WASHINGTON: A man was nearly electrocuted when he slept with his iPhone in his bed as it charged overnight.
The incident happened on March 22 when Wiley Day from Huntsville, Alabama woke up and rolled over, when a dog-tag necklace he was wearing caught the exposed prongs of the charger. The metal chain became a conductor for the electricity and it traveled straight to his neck.
The 32-year-old does not have enough adjectives to describe the jolt he felt saying it was “the eeriest, darkest, most demonic thing you could ever experience.”
Day said he was thrown from his bed to the ground and in a matter of moments, he stopped feeling anything. “Your body is numb at that point,” he said.
“I guess people would think it would be burning, but in my case I felt a whole lot of pressure around my neck.”
Day remembers his eyesight starting to fade and everything was rendered in black and gray. He also became aware of his heartbeat which thundered in his ear. He managed to quickly pull off his necklace.
He shouted for his relatives who slept on the other side of the home. His adult niece came running into the room and alerted him to smoke coming out of the extension cord.
Day suffered severe injures as strips of skin and flesh were missing where the metal chain had scorched his neck. The necklace also burned into parts of his hands where he had gripped the chain to pull it off.
“I just believe that God spared my life, and that’s what happened,” he said. Day was immediately admitted to hospital and had suffered second- and third-degree burns to his hands and neck.
A physician Benjamin Fail told a local radio station that 100 volts of electricity can kill a person, while he estimates that Day was hit with 110 volts. “He is lucky to be alive,” Fail told the station. “Electrocution kills.”

RECORDED INFORMATION:
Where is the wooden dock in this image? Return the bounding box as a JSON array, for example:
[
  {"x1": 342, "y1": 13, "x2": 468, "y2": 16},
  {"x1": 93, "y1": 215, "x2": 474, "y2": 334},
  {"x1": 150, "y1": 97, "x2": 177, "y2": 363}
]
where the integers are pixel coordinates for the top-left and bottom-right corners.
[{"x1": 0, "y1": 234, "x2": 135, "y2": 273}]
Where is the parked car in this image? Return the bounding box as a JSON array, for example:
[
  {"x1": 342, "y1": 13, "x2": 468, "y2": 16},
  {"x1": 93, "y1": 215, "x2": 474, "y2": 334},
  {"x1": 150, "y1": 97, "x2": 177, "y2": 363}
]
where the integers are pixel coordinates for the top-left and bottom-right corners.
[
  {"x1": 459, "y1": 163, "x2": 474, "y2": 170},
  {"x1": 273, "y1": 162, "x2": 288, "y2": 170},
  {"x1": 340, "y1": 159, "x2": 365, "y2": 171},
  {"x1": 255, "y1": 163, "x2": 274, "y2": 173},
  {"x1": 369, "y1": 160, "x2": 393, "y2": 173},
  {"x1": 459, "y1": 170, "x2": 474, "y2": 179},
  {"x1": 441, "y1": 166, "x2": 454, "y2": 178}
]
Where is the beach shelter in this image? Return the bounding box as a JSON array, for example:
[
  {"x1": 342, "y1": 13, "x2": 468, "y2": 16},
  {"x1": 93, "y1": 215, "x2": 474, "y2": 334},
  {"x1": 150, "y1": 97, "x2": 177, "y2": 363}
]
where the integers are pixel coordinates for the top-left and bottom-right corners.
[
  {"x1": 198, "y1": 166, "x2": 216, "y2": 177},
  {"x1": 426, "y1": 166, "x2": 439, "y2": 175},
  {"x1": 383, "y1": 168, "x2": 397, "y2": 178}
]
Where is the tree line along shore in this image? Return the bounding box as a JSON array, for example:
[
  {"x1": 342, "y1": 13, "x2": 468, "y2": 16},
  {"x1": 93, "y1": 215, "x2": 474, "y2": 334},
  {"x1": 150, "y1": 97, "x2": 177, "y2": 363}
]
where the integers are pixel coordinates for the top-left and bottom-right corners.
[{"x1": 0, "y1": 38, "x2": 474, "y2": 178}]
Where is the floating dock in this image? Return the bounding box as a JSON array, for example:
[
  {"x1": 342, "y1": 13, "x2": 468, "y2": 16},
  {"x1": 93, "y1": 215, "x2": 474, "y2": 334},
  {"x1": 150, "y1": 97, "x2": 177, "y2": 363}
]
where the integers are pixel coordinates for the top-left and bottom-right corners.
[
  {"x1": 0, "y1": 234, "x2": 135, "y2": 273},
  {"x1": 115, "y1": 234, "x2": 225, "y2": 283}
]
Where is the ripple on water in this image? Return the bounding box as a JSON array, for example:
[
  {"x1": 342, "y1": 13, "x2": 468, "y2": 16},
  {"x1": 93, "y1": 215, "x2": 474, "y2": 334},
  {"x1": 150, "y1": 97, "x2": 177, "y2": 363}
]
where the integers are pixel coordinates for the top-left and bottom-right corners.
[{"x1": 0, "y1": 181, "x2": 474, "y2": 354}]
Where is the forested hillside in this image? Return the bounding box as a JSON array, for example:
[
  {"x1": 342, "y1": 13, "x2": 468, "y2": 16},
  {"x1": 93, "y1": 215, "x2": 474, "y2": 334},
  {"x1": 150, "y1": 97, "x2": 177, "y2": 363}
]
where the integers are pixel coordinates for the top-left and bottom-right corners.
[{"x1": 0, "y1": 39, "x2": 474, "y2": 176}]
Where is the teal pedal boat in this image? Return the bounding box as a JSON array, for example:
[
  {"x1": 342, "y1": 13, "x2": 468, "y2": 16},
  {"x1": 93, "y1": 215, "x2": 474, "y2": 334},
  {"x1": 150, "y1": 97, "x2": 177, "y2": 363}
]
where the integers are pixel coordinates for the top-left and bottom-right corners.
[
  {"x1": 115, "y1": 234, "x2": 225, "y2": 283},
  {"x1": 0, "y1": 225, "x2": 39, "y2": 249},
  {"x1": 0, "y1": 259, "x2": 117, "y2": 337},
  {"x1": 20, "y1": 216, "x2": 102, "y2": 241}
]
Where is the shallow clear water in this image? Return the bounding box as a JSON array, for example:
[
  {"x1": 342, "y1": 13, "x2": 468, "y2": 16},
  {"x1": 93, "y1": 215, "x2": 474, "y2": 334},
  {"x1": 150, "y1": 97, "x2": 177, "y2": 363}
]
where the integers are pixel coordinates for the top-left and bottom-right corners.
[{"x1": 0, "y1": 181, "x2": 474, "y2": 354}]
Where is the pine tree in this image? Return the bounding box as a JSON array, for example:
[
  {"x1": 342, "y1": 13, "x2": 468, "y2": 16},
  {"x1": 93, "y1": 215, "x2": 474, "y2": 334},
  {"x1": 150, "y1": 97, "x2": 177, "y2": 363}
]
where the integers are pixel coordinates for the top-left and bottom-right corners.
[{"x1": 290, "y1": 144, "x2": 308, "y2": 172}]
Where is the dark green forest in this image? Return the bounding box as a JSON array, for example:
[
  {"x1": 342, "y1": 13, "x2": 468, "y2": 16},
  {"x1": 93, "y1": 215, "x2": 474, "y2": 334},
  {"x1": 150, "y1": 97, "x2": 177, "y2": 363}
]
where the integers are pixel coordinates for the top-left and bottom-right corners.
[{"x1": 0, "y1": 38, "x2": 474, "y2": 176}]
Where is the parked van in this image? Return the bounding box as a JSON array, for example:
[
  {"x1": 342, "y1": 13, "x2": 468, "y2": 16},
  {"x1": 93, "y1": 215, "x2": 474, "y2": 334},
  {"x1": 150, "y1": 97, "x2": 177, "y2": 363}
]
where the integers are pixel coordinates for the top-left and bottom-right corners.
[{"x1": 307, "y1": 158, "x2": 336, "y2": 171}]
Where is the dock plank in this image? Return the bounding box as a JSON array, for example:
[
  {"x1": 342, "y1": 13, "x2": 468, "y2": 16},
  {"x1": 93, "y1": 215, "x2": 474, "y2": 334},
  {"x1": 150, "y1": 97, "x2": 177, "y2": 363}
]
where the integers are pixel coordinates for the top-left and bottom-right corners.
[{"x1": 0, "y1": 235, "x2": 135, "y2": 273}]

WHAT IS EXPECTED:
Please reproduce the charger-shock article in full, word for word. Rely only on the charger-shock article; draw on nothing outside it.

EXPECTED ANSWER:
WASHINGTON: A man was nearly electrocuted when he slept with his iPhone in his bed as it charged overnight.
The incident happened on March 22 when Wiley Day from Huntsville, Alabama woke up and rolled over, when a dog-tag necklace he was wearing caught the exposed prongs of the charger. The metal chain became a conductor for the electricity and it traveled straight to his neck.
The 32-year-old does not have enough adjectives to describe the jolt he felt saying it was “the eeriest, darkest, most demonic thing you could ever experience.”
Day said he was thrown from his bed to the ground and in a matter of moments, he stopped feeling anything. “Your body is numb at that point,” he said.
“I guess people would think it would be burning, but in my case I felt a whole lot of pressure around my neck.”
Day remembers his eyesight starting to fade and everything was rendered in black and gray. He also became aware of his heartbeat which thundered in his ear. He managed to quickly pull off his necklace.
He shouted for his relatives who slept on the other side of the home. His adult niece came running into the room and alerted him to smoke coming out of the extension cord.
Day suffered severe injures as strips of skin and flesh were missing where the metal chain had scorched his neck. The necklace also burned into parts of his hands where he had gripped the chain to pull it off.
“I just believe that God spared my life, and that’s what happened,” he said. Day was immediately admitted to hospital and had suffered second- and third-degree burns to his hands and neck.
A physician Benjamin Fail told a local radio station that 100 volts of electricity can kill a person, while he estimates that Day was hit with 110 volts. “He is lucky to be alive,” Fail told the station. “Electrocution kills.”